[Data provided]:
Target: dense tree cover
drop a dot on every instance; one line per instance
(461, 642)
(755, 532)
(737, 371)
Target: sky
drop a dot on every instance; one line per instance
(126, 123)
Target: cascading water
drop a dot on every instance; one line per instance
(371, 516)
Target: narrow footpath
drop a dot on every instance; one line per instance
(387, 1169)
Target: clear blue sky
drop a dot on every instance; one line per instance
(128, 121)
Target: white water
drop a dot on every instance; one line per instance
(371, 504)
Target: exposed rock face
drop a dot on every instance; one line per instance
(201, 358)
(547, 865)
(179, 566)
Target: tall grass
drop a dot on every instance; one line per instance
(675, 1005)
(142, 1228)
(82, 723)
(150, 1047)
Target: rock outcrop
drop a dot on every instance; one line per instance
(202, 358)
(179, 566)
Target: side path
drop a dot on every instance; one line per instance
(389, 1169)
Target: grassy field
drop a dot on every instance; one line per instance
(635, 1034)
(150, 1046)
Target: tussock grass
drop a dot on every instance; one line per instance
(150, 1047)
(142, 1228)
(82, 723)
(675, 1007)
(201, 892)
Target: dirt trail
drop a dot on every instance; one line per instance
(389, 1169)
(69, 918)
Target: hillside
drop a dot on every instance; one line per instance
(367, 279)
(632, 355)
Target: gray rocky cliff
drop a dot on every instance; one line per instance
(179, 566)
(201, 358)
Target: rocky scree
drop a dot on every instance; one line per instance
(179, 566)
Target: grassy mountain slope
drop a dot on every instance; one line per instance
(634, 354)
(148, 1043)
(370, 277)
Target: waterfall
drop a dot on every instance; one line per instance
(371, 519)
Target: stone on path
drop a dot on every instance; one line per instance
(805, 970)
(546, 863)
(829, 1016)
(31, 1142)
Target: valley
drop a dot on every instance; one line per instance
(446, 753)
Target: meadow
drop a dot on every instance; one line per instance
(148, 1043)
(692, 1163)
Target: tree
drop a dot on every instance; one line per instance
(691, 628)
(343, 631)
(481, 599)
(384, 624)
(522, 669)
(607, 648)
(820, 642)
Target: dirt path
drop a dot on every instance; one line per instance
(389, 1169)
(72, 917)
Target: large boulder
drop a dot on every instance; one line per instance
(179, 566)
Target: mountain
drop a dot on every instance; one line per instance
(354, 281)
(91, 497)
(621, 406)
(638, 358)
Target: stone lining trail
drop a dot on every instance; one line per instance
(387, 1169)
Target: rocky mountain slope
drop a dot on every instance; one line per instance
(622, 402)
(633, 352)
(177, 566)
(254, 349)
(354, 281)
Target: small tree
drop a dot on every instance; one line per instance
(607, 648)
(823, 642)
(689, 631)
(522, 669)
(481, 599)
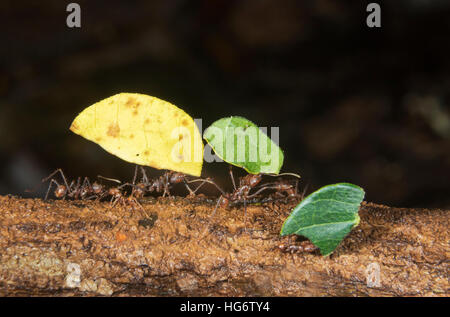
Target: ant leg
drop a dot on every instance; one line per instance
(55, 172)
(144, 175)
(232, 177)
(245, 213)
(192, 192)
(52, 181)
(135, 174)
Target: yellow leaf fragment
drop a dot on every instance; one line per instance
(144, 130)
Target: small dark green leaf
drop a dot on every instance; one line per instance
(240, 142)
(326, 216)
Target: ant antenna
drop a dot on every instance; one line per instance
(109, 179)
(282, 174)
(208, 181)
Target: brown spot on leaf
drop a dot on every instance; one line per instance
(113, 130)
(130, 102)
(74, 127)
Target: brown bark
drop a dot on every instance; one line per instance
(88, 248)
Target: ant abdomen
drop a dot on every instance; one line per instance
(60, 191)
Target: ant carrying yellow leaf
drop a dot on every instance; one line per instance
(144, 130)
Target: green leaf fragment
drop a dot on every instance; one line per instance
(326, 216)
(241, 143)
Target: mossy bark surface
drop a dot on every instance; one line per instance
(175, 248)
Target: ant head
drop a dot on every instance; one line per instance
(254, 179)
(224, 202)
(97, 188)
(176, 178)
(60, 191)
(114, 191)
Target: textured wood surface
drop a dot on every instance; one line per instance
(87, 248)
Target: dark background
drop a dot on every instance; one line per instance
(367, 106)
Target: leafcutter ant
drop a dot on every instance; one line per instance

[Problem statement]: When you reach the line that contains "Target: clear blue sky", stop; that line and every line before it, from the very first line of the data, should be restated word for word.

[Output of the task]:
Target: dense tree cover
drop a dot on every instance; one line per instance
(461, 642)
(755, 532)
(737, 371)
Target: sky
drop a dot on every instance; one line per instance
(126, 123)
Target: cascading water
drop a dot on every instance; one line per instance
(371, 516)
Target: narrow footpath
drop a dot on every instance; one line per instance
(387, 1169)
Target: clear blue sky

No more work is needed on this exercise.